* _What to produce_
Copy out, exactly as written, only the line containing "form [(394, 265)]." and the lines after it through the end of the records.

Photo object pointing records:
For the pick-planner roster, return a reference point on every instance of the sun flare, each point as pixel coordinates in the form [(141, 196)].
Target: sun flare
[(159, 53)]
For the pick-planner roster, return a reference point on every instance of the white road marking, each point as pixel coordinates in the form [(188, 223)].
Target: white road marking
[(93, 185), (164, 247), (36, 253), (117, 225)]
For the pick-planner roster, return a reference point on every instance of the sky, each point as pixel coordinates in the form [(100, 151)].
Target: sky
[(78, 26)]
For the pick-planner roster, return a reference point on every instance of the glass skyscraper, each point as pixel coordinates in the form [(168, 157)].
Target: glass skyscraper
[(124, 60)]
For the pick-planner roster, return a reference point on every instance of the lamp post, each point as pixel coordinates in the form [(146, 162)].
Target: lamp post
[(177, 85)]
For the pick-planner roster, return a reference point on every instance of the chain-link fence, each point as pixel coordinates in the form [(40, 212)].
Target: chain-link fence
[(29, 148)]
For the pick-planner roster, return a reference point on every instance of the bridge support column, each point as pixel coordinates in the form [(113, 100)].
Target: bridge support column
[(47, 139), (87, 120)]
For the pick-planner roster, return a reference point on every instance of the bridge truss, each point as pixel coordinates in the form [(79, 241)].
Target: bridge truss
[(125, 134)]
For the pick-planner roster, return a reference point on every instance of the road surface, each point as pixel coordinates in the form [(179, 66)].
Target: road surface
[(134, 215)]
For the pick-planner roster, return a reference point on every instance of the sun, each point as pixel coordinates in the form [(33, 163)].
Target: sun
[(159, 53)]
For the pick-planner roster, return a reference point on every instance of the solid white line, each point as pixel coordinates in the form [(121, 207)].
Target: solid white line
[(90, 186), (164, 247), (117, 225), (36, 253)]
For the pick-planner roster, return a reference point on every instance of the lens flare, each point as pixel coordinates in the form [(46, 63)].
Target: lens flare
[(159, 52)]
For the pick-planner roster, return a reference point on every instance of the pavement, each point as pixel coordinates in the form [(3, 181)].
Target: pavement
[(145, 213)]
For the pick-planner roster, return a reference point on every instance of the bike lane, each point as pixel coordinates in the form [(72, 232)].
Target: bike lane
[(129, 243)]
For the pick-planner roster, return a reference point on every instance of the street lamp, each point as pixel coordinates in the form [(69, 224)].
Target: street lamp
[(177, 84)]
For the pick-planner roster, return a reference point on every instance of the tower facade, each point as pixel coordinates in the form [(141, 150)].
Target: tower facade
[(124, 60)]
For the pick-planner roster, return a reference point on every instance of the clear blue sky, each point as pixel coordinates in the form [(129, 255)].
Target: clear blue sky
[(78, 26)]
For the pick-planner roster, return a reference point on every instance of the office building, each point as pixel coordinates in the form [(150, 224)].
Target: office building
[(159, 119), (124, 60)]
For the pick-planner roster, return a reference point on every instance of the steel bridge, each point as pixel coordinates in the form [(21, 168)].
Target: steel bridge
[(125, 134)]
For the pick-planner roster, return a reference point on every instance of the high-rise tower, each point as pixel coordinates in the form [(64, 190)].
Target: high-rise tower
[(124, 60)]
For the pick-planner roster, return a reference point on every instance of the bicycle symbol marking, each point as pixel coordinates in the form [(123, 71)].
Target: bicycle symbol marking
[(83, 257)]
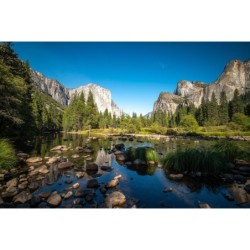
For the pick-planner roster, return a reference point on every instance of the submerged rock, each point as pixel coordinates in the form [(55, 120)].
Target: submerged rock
[(65, 165), (116, 199), (34, 160), (54, 200)]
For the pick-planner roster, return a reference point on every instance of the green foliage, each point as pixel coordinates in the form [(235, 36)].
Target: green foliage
[(189, 123), (143, 153), (230, 150), (7, 155), (194, 160)]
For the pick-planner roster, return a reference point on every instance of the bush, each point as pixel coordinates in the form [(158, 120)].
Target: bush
[(189, 123), (7, 155), (143, 153), (195, 160)]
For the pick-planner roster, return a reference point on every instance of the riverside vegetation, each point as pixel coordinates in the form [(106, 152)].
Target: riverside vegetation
[(26, 112)]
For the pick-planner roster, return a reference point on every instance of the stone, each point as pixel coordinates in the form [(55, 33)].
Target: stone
[(92, 166), (54, 200), (12, 183), (76, 185), (68, 195), (107, 168), (44, 195), (168, 190), (115, 199), (176, 176), (35, 200), (118, 177), (23, 185), (204, 205), (33, 186), (22, 197), (34, 160), (80, 174), (75, 156), (52, 160), (93, 183), (112, 183), (65, 165), (120, 157)]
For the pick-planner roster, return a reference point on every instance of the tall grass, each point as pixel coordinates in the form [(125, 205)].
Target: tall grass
[(195, 160), (142, 153), (7, 155)]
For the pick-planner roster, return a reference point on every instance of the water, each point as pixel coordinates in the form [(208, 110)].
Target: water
[(142, 187)]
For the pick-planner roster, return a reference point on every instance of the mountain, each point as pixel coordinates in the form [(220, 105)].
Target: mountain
[(236, 75), (63, 95)]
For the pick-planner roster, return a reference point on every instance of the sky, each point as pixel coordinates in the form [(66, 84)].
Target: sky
[(134, 72)]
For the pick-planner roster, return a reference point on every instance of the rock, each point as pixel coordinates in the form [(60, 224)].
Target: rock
[(137, 162), (168, 190), (35, 200), (115, 199), (68, 181), (52, 160), (75, 156), (76, 185), (12, 183), (91, 167), (118, 177), (247, 188), (34, 160), (23, 185), (204, 205), (22, 197), (57, 148), (79, 149), (44, 195), (93, 183), (80, 174), (112, 183), (65, 165), (120, 157), (54, 200), (33, 186), (175, 176), (22, 155), (68, 195), (107, 168)]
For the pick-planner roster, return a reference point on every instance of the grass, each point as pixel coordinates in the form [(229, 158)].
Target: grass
[(194, 160), (143, 153), (7, 155)]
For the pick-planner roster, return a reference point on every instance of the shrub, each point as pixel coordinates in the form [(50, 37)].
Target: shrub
[(7, 155), (142, 153)]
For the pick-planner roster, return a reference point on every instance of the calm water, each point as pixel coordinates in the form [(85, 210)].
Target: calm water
[(143, 186)]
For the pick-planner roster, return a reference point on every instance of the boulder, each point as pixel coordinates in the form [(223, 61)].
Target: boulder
[(93, 183), (12, 183), (34, 160), (65, 165), (112, 183), (107, 168), (176, 176), (22, 197), (52, 160), (54, 200), (92, 166), (116, 199)]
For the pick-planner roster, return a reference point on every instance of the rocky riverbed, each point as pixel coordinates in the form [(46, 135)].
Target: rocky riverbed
[(94, 173)]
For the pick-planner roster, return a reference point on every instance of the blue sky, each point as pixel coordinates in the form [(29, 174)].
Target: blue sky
[(135, 72)]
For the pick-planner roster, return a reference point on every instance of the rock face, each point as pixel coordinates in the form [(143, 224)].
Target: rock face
[(236, 75), (64, 95)]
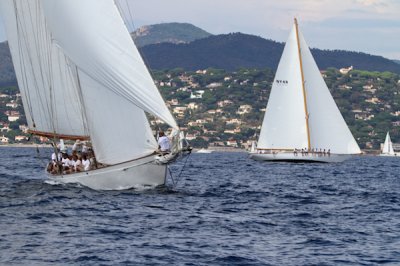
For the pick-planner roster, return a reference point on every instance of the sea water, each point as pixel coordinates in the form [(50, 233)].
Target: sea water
[(225, 209)]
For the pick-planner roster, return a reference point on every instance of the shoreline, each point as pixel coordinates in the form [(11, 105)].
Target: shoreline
[(25, 145)]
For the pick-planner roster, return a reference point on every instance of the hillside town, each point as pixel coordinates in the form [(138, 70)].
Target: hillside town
[(217, 108)]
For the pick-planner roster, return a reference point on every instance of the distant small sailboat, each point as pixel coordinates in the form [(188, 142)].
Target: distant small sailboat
[(302, 121), (204, 151), (387, 149)]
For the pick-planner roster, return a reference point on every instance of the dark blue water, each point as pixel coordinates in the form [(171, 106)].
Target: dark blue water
[(225, 210)]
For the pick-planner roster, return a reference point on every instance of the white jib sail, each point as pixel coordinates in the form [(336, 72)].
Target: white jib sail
[(284, 125), (94, 36), (47, 84), (328, 130), (387, 146)]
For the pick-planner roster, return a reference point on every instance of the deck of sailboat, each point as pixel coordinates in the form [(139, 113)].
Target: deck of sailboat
[(140, 172), (300, 158)]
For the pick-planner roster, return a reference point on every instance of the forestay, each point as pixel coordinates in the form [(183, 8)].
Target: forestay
[(47, 84), (387, 146)]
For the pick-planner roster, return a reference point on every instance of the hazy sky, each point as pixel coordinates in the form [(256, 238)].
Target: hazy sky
[(371, 26)]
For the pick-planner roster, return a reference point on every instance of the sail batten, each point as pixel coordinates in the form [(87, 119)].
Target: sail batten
[(57, 136)]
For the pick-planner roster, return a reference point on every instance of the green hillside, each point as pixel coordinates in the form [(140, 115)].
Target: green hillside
[(168, 33)]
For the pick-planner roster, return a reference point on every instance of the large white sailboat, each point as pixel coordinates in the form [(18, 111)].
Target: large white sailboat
[(81, 77), (387, 149), (302, 121)]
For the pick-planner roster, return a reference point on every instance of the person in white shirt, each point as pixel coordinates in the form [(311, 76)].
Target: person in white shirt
[(77, 147), (164, 143), (77, 163), (85, 163)]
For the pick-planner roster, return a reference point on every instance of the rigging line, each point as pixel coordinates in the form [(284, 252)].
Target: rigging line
[(80, 96), (303, 84), (142, 55), (29, 58), (24, 77)]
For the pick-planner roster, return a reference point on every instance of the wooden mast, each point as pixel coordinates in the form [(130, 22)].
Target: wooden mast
[(303, 85)]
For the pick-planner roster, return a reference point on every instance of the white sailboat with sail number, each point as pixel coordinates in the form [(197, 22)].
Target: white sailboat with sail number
[(302, 121), (81, 77)]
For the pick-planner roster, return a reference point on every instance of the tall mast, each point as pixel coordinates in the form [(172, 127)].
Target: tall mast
[(303, 84)]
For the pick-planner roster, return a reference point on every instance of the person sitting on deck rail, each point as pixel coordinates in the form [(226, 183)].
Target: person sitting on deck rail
[(77, 147), (85, 162), (164, 143)]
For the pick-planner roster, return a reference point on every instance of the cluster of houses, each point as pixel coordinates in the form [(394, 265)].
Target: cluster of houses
[(227, 121)]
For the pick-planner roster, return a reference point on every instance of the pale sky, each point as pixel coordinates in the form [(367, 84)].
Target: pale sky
[(371, 26)]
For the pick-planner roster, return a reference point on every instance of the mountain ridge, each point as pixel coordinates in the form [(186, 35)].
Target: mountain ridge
[(244, 50), (173, 32), (225, 51)]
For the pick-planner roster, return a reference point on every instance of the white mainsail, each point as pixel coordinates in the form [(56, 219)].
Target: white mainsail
[(105, 51), (48, 86), (327, 127), (388, 146), (80, 74), (301, 112), (284, 125)]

* _Response to this task_
For the pick-planner roster, return a reference point on every instance of the cluster of houses, each point as pixel coordinates in the form [(394, 265)].
Target: cluster of houses
[(227, 121)]
For the pick-planner roster, return a reference point on every instance of the pale sky, each point as pixel coordinates in the form [(367, 84)].
Target: pale sky
[(371, 26)]
For the pick-planner roster, return a reference point on every instance of the mountain ridge, each point as pixel coordinates in the form [(186, 35)].
Target: mountain ridge
[(244, 50), (173, 32), (225, 51)]
For the pick-planner roster, return a reference point on every instance of the white mainsail, each point as pixel coordinates in the form [(56, 219)].
Target: white mainsail
[(105, 51), (48, 86), (327, 127), (388, 146), (80, 74), (301, 112), (284, 125)]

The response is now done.